[PROBLEMS TO SOLVE]
1: In the passage on vitamin D in pregnancy, which two rat strains are described as having increased levels of active vitamin D throughout healthy pregnancies?
2: Write a continuation of the passage on vitamin D in pregnancy, picking up right after its final sentence.

[SOURCE TEXT]
'''

Vitamin D deficiency is common in pregnant women and has been associated with pregnancy complications such as recurrent miscarriages, pre-term delivery and pre-eclampsia. However, the endogenous and exogenous factors that regulate the levels of active vitamin D and its biological effects at target tissues during pregnancy remain largely uncharacterized. Recently, we discovered that healthy pregnancies, as shown in Lewis and Sprague-Dawley rats, are associated with increased levels of active vitamin D throughout pregnancy. Vitamin D sufficiency is associated with maternal kidney-specific decreases in the protein levels of the vitamin D receptor (VDR) and the vitamin D inactivating enzyme CYP24a1. In contrast, Brown Norway rats experience a pregnancy-induced deficiency of the active metabolite of vitamin D associated with maternal renal upregulation of VDR and CYP24a1. Therefore, we hypothesize that maternal renal VDR is down-regulated via proteasomal degradation in normal pregnancies leading to decreased VDR-dependent activation of key genes such as CYP24a1.

'''

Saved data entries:
'''

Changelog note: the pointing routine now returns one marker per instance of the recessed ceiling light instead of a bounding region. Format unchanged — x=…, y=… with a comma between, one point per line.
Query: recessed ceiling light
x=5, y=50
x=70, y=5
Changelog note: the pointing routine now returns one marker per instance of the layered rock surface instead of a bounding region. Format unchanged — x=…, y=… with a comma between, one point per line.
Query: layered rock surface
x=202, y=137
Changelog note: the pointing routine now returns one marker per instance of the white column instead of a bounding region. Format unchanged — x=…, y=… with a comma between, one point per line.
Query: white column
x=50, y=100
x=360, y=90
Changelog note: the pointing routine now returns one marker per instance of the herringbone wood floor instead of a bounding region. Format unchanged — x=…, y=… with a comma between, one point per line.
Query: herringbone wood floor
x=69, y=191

'''

[RESPONSES TO THE TASKS]
1: Lewis and Sprague-Dawley rats.

2:
Our specific aims are: 1) Determine the role of maternal renal VDR expression changes in VD status and pregnancy outcomes, and 2) Characterize the mechanisms of maternal renal VDR regulation during pregnancy. We will alter maternal renal VDR expression using intraarterial injections of adenovirus containing full length VDR (to increase VDR levels) or VDR siRNA (to decrease VDR levels). We will study plasma levels of VD metabolites, pregnancy outcomes, uterine artery remodeling and maternal blood pressure and presence of proteinuria. We will perform VDR co-immunoprecipitation assays followed by proteomic analysis to discover novel VDR protein-protein interactions in non-pregnant and pregnant kidneys. Finally, we will perform cDNA microarrays on maternal kidneys from Brown Norway and Sprague-Dawley rats to identify differentially expressed genes. We will then characterize the regulation of these genes in non-pregnant kidneys and pregnant kidneys treated with adenoviruses to identify VDR-dependent genes. The results of these aims will further our knowledge on VD status and function during normal and complicated pregnancies.
Vitamin D deficiency during pregnancy is highly prevalent and has been associated with pregnancy and neonatal disease. This proposal will study the maternal renal vitamin D receptor regulation and its role in determining vitamin D sufficiency during pregnancy.